Document section -

Weeknotes 281: the 3rd way in a dichotomy of human-machine relations

Hi, y’all! This week’s newsletter includes some thoughts on a dichotomy of human-machine relations. In the roundup of the news, we have new AI battles, personal agents, and sweet city scanning. There are also some events to attend or track.

Triggered thoughts

On the IPO of Reddit and the role it plays as the last big player from the old web, where humans are making relevancy and not machines, as nicely sketched out in the latest Hardfork podcast: the Google-optimised world vs. the Reddit-optimised world.

Are we indeed in a dichotomy? Are we slightly taking the route to the machine-driven lens of reality, or is there a third route that runs in harmony with both? Will the human part be about mastering the digital one, or will it be the only option to switch it on and off?

Problem requirements -
Write out the newsletter passage word for word, starting with "Triggered thoughts" and going on through "on and off?". Work only from the newsletter above.

Records provided -
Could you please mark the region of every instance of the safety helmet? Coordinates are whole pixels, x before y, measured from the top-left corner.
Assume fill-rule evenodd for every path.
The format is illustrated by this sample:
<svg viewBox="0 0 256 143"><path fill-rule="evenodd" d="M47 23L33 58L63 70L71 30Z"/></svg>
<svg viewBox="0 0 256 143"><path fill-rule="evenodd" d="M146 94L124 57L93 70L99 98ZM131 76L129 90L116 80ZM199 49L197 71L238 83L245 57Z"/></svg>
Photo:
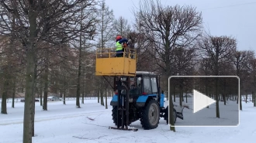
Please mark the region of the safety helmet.
<svg viewBox="0 0 256 143"><path fill-rule="evenodd" d="M122 39L122 36L117 36L116 39L118 40L118 39Z"/></svg>

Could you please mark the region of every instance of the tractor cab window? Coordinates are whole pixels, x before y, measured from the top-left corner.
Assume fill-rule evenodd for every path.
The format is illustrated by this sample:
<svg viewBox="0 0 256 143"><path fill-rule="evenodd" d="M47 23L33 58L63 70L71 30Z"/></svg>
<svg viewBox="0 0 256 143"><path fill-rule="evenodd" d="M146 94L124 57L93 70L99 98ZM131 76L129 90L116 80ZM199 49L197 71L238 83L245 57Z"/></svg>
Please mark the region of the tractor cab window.
<svg viewBox="0 0 256 143"><path fill-rule="evenodd" d="M144 92L146 94L152 94L150 79L148 77L145 77L143 79L144 80Z"/></svg>
<svg viewBox="0 0 256 143"><path fill-rule="evenodd" d="M126 77L122 78L123 81L127 81ZM122 94L126 94L126 90L122 90ZM141 77L131 77L130 78L130 94L141 94Z"/></svg>
<svg viewBox="0 0 256 143"><path fill-rule="evenodd" d="M157 94L157 83L156 77L151 77L151 86L152 86L152 93Z"/></svg>

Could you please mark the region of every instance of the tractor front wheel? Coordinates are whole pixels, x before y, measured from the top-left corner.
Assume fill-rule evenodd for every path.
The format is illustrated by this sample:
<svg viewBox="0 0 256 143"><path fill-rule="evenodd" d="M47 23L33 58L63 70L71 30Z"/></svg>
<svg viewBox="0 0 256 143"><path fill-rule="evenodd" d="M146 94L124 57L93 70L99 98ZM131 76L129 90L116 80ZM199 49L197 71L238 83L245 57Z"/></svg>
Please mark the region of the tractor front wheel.
<svg viewBox="0 0 256 143"><path fill-rule="evenodd" d="M160 120L160 107L154 100L150 100L142 111L141 125L145 130L157 128Z"/></svg>
<svg viewBox="0 0 256 143"><path fill-rule="evenodd" d="M125 113L123 114L123 116L124 116L123 124L124 124L124 126L126 126L126 114ZM117 106L113 106L112 107L112 120L113 120L113 122L114 122L115 125L117 128L122 126L122 114L121 114L120 111L119 111L119 117L117 118ZM117 125L117 120L118 120L119 125Z"/></svg>

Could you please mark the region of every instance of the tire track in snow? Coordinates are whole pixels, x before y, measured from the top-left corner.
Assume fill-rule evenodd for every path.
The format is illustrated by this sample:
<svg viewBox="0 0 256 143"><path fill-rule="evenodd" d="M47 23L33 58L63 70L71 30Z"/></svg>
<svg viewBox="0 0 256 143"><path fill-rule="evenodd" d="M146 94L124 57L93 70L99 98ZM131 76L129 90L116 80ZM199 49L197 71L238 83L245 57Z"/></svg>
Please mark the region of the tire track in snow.
<svg viewBox="0 0 256 143"><path fill-rule="evenodd" d="M77 113L77 114L63 114L63 115L57 115L57 116L43 116L35 117L35 122L40 122L40 121L51 121L51 120L57 120L57 119L64 119L64 118L72 118L72 117L83 117L83 116L89 116L89 115L95 115L95 114L109 114L109 111L94 111L94 112L85 112L85 113ZM12 121L1 121L1 125L9 125L9 124L23 124L23 118L19 118L16 120Z"/></svg>

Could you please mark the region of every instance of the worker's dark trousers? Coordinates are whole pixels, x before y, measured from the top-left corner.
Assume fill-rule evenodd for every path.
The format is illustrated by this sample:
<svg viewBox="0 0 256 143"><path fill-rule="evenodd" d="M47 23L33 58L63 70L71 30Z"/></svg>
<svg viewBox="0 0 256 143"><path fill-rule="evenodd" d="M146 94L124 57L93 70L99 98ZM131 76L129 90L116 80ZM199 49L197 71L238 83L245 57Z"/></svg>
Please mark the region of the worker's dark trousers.
<svg viewBox="0 0 256 143"><path fill-rule="evenodd" d="M117 50L116 56L116 57L123 57L123 52L124 52L123 49L122 50Z"/></svg>

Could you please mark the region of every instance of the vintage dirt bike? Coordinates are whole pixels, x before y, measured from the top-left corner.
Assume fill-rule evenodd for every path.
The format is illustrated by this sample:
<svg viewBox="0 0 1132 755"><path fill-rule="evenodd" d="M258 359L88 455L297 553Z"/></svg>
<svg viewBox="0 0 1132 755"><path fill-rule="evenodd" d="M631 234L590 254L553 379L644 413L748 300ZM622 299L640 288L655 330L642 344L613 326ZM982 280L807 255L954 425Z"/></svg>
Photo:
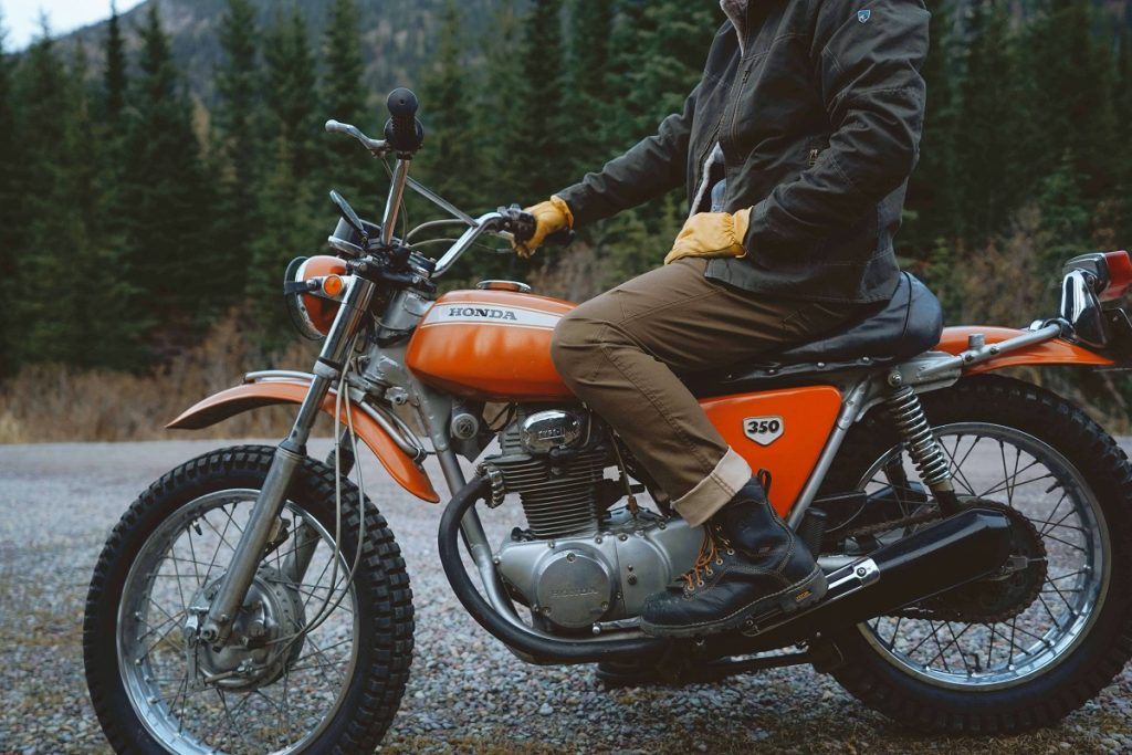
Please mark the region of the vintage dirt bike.
<svg viewBox="0 0 1132 755"><path fill-rule="evenodd" d="M1120 672L1132 470L1079 407L994 372L1126 364L1127 254L1070 261L1061 311L1026 329L943 328L904 274L842 332L686 376L731 447L770 472L773 506L830 589L728 634L655 638L640 630L642 602L703 560L702 532L645 497L659 491L641 460L555 372L551 333L573 304L506 281L436 295L478 239L525 238L533 218L471 217L410 179L417 100L398 89L389 110L381 140L326 125L396 162L380 223L332 194L334 254L286 273L298 325L325 337L312 371L249 374L170 424L295 404L290 435L170 471L106 541L84 649L115 749L380 743L409 677L413 604L393 532L348 479L358 440L431 503L422 462L435 456L440 566L475 621L531 663L597 663L608 684L811 663L898 721L952 732L1056 722ZM406 188L465 226L439 260L415 233L395 235ZM325 463L307 454L323 413L341 429ZM480 506L507 507L491 515L509 513L511 534L489 541Z"/></svg>

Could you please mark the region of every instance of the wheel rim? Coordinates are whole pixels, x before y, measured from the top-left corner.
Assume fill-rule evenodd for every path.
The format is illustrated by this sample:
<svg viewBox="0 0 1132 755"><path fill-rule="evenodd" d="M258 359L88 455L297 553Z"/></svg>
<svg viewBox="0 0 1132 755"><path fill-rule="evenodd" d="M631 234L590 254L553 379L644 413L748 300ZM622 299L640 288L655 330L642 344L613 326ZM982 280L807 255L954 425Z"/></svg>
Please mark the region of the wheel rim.
<svg viewBox="0 0 1132 755"><path fill-rule="evenodd" d="M1073 464L1031 435L981 422L941 426L935 434L951 461L957 494L1006 505L1037 527L1046 549L1045 581L1037 599L1011 620L898 616L872 619L858 629L881 658L933 686L1012 687L1060 664L1096 620L1110 570L1104 515ZM918 481L897 446L869 467L858 489L900 487L885 473L898 455L907 479Z"/></svg>
<svg viewBox="0 0 1132 755"><path fill-rule="evenodd" d="M263 608L241 614L241 626L266 619L264 647L223 654L197 647L190 663L185 628L190 607L218 583L257 495L222 490L180 507L142 546L126 578L117 623L119 672L138 719L171 752L295 752L326 729L353 677L359 629L353 584L324 623L289 640L319 606L342 594L349 570L331 533L290 500L282 518L290 521L291 537L260 563L249 591L248 602ZM295 582L284 565L300 525L317 540L306 575ZM224 669L231 676L218 679Z"/></svg>

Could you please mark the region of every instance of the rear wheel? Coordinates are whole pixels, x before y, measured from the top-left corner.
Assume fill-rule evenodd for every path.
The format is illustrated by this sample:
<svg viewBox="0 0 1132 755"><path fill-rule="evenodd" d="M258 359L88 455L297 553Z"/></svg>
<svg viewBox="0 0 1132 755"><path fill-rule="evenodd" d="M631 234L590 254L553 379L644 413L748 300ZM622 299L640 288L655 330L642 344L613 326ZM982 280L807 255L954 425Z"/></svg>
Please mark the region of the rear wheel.
<svg viewBox="0 0 1132 755"><path fill-rule="evenodd" d="M106 541L86 604L87 685L120 753L357 753L380 741L412 659L404 560L385 520L334 471L295 472L232 637L194 623L218 587L274 448L216 451L146 490Z"/></svg>
<svg viewBox="0 0 1132 755"><path fill-rule="evenodd" d="M1132 655L1127 458L1083 412L1029 384L969 378L921 400L960 499L1011 516L1014 558L995 580L841 632L844 663L833 674L867 705L921 728L1056 723ZM859 423L826 490L890 491L882 520L893 500L900 517L923 514L933 504L890 428L881 412ZM842 531L877 521L866 511L831 518Z"/></svg>

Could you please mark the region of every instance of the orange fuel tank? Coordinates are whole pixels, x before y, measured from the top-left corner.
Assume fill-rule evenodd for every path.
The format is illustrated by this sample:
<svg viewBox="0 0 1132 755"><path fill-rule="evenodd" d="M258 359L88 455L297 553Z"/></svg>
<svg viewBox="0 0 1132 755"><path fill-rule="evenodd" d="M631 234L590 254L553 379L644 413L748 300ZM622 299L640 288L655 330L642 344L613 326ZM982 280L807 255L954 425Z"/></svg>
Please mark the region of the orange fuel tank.
<svg viewBox="0 0 1132 755"><path fill-rule="evenodd" d="M572 309L529 293L453 291L424 315L405 361L421 381L466 398L571 398L550 361L550 336Z"/></svg>

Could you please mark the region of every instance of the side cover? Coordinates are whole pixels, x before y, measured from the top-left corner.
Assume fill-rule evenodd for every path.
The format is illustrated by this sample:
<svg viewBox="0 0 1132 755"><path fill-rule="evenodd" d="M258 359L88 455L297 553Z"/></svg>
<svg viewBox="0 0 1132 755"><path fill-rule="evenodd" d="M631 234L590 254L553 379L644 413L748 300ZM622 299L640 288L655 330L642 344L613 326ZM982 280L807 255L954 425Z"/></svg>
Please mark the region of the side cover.
<svg viewBox="0 0 1132 755"><path fill-rule="evenodd" d="M841 393L811 386L706 398L700 405L752 471L771 473L771 504L784 517L833 431Z"/></svg>
<svg viewBox="0 0 1132 755"><path fill-rule="evenodd" d="M165 427L172 430L199 430L260 406L301 404L309 387L308 383L299 379L238 385L197 403ZM331 417L334 417L334 396L333 392L329 393L321 406L323 412ZM341 420L343 423L346 421L344 411ZM381 462L402 488L423 500L434 504L440 501L440 496L424 470L401 451L381 426L363 411L353 412L353 423L358 438L374 452L377 461Z"/></svg>

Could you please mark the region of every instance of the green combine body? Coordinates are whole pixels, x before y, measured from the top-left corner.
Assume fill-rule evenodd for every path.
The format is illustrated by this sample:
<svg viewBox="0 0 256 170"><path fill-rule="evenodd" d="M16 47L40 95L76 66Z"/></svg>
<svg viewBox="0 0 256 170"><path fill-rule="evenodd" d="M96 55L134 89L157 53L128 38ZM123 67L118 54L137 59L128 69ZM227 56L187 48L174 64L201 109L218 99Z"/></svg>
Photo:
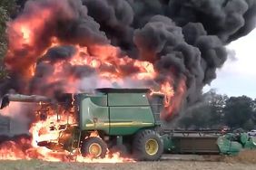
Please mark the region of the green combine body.
<svg viewBox="0 0 256 170"><path fill-rule="evenodd" d="M147 90L98 90L78 94L79 128L109 136L128 136L156 126Z"/></svg>

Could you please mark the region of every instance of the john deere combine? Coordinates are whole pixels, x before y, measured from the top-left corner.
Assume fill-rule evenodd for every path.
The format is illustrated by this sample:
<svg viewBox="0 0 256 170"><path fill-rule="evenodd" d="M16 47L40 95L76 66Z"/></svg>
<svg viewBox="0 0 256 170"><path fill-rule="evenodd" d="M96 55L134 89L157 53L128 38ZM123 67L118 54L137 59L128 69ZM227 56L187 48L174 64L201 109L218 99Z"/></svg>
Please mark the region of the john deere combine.
<svg viewBox="0 0 256 170"><path fill-rule="evenodd" d="M110 149L132 154L137 160L154 161L163 152L236 154L241 148L256 146L255 139L246 134L197 137L163 130L160 122L163 99L162 95L150 95L145 89L98 89L93 93L60 95L56 100L42 96L6 95L1 109L12 100L43 102L56 115L60 106L64 108L76 122L50 128L59 131L58 138L40 141L38 145L53 150L79 150L83 156L93 157L104 157ZM47 117L46 112L44 117Z"/></svg>

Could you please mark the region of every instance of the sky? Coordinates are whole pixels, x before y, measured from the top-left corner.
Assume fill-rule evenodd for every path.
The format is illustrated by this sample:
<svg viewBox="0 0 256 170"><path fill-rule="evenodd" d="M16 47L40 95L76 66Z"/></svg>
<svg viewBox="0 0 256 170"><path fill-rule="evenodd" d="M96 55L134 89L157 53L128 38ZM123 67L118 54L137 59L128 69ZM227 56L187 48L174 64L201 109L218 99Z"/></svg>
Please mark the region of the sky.
<svg viewBox="0 0 256 170"><path fill-rule="evenodd" d="M217 78L211 86L205 86L203 91L214 89L217 93L229 97L246 95L255 99L256 29L226 47L229 51L228 60L217 71Z"/></svg>

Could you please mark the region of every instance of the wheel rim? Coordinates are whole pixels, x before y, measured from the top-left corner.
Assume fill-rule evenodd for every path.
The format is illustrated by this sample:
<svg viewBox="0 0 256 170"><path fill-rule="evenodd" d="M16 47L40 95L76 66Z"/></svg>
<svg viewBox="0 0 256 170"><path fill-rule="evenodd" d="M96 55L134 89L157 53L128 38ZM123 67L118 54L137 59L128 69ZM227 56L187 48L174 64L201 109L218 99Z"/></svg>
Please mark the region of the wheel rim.
<svg viewBox="0 0 256 170"><path fill-rule="evenodd" d="M103 148L100 144L93 143L89 146L89 155L94 157L99 157L103 152Z"/></svg>
<svg viewBox="0 0 256 170"><path fill-rule="evenodd" d="M151 138L145 143L145 151L150 156L155 155L158 151L158 142L155 139Z"/></svg>

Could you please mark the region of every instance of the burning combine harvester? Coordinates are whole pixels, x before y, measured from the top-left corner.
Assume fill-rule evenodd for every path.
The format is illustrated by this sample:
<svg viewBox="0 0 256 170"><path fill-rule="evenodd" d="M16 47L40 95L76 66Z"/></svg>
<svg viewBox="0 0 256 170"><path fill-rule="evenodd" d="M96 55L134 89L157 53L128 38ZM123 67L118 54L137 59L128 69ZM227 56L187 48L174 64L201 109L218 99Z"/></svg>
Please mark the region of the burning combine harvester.
<svg viewBox="0 0 256 170"><path fill-rule="evenodd" d="M30 137L1 143L0 157L67 161L75 156L86 162L118 150L158 160L163 150L192 151L190 139L175 137L160 122L202 99L202 88L227 59L225 45L255 24L255 1L212 2L27 0L7 24L9 79L1 81L0 92L28 95L6 95L2 108L10 101L35 103L25 122ZM94 91L84 93L88 90ZM26 114L15 112L18 120ZM209 137L211 148L198 150L231 154L254 146L252 138Z"/></svg>
<svg viewBox="0 0 256 170"><path fill-rule="evenodd" d="M160 126L163 96L146 89L97 89L94 93L62 94L53 100L43 96L6 95L10 101L34 102L37 146L92 158L107 152L133 153L138 160L158 160L163 143ZM43 123L44 122L44 123Z"/></svg>
<svg viewBox="0 0 256 170"><path fill-rule="evenodd" d="M163 153L236 155L244 148L256 148L256 138L246 133L198 135L162 128L160 118L166 109L165 99L147 89L97 89L93 93L61 94L54 99L6 95L1 109L10 101L36 103L32 146L47 147L55 158L66 156L56 160L101 160L118 154L122 162L155 161Z"/></svg>

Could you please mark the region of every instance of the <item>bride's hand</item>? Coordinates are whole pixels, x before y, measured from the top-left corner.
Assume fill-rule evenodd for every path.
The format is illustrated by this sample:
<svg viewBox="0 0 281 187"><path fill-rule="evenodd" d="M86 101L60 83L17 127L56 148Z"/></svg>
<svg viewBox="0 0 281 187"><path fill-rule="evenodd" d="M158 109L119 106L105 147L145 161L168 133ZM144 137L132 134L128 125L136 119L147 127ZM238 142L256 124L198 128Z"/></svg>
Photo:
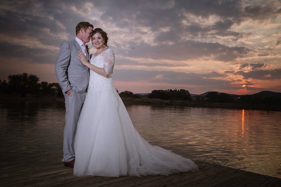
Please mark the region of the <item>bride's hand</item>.
<svg viewBox="0 0 281 187"><path fill-rule="evenodd" d="M86 64L89 63L88 62L88 60L86 58L86 57L85 57L85 56L84 56L84 54L83 54L81 51L78 51L77 57L78 57L78 58L79 59L81 62L82 63L82 64L84 65L86 65Z"/></svg>

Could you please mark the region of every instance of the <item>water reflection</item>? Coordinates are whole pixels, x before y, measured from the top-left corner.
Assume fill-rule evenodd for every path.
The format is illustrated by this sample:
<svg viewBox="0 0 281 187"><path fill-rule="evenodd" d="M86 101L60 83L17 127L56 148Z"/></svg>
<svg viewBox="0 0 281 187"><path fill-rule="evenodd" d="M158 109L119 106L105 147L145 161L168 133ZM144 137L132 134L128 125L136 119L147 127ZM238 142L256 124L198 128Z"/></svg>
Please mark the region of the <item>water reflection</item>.
<svg viewBox="0 0 281 187"><path fill-rule="evenodd" d="M64 103L0 103L2 165L62 155ZM195 160L281 177L280 112L126 108L138 131L153 145Z"/></svg>
<svg viewBox="0 0 281 187"><path fill-rule="evenodd" d="M245 110L242 110L242 135L244 137L244 118L245 117Z"/></svg>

Exercise result -
Triggered thoughts

On the IPO of Reddit and the role it plays as the last big player from the old web, where humans are making relevancy and not machines, as nicely sketched out in the latest Hardfork podcast: the Google-optimised world vs. the Reddit-optimised world.

Are we indeed in a dichotomy? Are we slightly taking the route to the machine-driven lens of reality, or is there a third route that runs in harmony with both? Will the human part be about mastering the digital one, or will it be the only option to switch it on and off?